Search the material for the string "faucet", then report how many lines hold it, with no other text.
'''
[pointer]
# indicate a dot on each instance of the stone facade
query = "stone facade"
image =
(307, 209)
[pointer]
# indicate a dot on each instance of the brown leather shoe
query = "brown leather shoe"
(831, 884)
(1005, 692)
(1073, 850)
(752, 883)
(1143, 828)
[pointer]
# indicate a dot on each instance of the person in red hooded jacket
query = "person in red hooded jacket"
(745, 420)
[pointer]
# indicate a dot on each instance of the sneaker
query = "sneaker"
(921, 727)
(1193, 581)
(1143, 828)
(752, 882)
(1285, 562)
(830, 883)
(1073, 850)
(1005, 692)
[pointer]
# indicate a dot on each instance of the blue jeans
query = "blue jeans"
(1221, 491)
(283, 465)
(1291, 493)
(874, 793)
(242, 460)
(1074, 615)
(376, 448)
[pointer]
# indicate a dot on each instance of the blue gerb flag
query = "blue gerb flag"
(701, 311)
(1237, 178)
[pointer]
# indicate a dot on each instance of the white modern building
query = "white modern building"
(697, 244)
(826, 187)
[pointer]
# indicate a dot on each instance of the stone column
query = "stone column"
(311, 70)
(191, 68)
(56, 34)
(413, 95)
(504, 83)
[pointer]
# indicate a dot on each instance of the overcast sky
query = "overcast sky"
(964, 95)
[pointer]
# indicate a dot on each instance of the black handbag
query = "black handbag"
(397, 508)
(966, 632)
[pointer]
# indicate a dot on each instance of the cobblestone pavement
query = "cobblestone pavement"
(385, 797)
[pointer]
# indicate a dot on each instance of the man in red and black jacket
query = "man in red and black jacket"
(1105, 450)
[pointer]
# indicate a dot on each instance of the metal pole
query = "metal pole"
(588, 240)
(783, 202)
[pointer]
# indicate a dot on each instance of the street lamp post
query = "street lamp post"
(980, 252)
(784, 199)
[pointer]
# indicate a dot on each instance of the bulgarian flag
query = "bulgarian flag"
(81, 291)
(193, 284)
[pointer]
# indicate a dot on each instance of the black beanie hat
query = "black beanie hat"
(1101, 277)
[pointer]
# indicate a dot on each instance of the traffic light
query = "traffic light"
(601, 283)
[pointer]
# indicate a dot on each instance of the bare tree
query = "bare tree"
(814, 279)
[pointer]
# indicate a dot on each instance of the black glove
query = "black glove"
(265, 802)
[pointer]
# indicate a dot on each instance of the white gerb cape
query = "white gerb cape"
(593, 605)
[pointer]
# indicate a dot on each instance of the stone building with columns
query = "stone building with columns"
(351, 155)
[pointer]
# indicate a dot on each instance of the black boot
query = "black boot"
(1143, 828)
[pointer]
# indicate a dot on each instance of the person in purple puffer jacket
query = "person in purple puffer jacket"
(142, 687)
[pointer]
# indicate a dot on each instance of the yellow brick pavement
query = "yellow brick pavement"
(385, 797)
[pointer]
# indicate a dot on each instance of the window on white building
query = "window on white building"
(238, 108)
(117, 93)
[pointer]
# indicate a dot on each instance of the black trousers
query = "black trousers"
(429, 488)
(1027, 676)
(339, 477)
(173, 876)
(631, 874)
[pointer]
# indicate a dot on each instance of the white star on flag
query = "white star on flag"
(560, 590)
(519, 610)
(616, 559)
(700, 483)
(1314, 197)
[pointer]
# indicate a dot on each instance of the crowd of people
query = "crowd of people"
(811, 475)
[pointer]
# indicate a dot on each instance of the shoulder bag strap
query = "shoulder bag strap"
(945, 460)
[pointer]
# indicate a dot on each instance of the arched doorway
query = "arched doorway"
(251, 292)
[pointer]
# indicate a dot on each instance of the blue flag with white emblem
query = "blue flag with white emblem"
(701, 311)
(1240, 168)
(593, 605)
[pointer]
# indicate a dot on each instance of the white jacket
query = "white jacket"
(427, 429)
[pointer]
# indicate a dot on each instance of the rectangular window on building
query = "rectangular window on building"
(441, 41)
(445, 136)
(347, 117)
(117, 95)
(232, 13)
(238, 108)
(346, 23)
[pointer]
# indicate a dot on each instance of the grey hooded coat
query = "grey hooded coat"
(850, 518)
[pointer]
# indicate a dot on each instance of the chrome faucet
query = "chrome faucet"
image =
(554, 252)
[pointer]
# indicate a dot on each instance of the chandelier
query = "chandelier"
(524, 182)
'''
#### SOLUTION TO THIS PROBLEM
2